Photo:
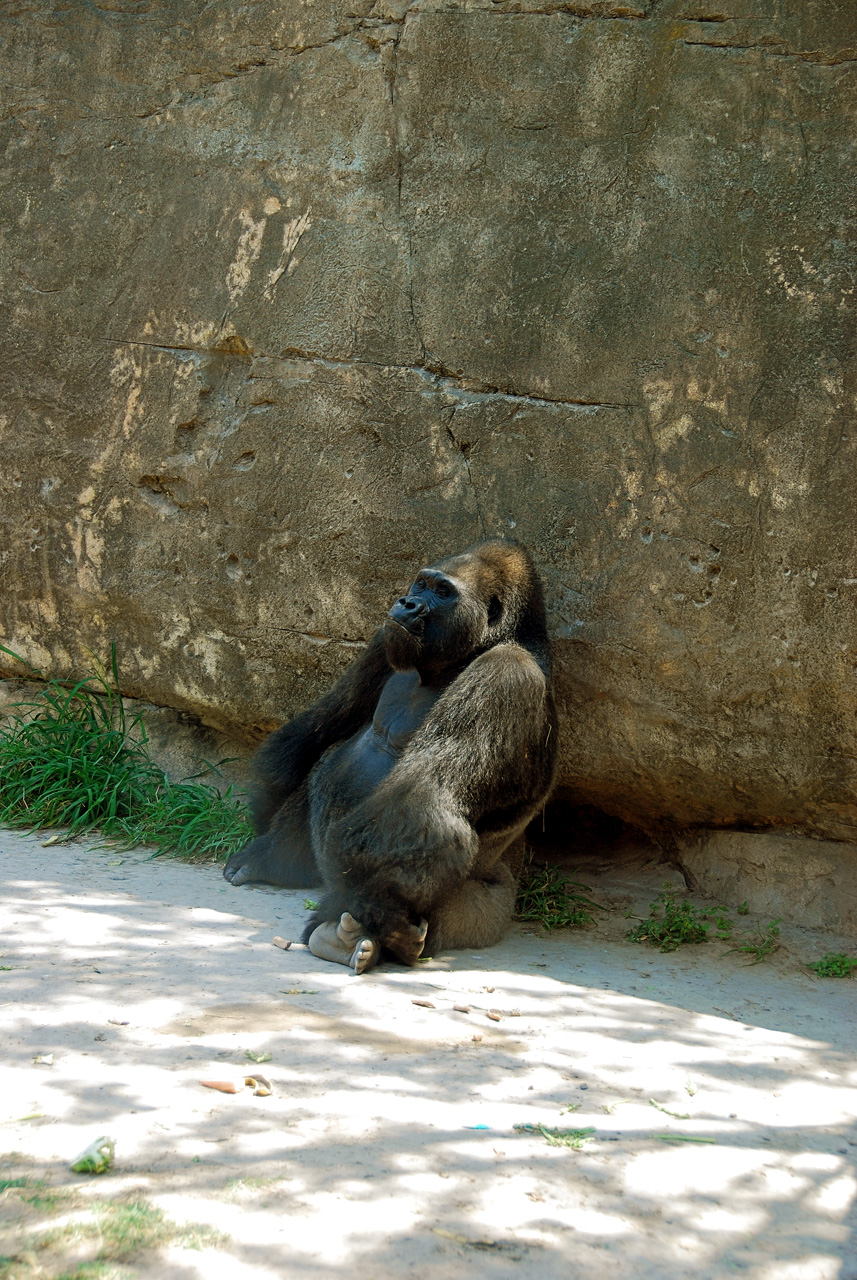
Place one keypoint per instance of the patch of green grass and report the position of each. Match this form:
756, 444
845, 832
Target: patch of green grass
834, 964
761, 945
73, 759
92, 1271
555, 901
125, 1229
672, 924
677, 1115
573, 1138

--------------------------------------------------

**Activity:**
An exact repeat of the lines from the one containing "Place one keypoint" through the final line above, both included, is the whole answer.

**Response area:**
Place one keypoint per instance of the patch of green grass and report the position of each. Match this form:
756, 444
845, 832
Target: patch of green grass
834, 964
761, 945
73, 759
92, 1271
555, 901
125, 1229
672, 924
677, 1115
573, 1138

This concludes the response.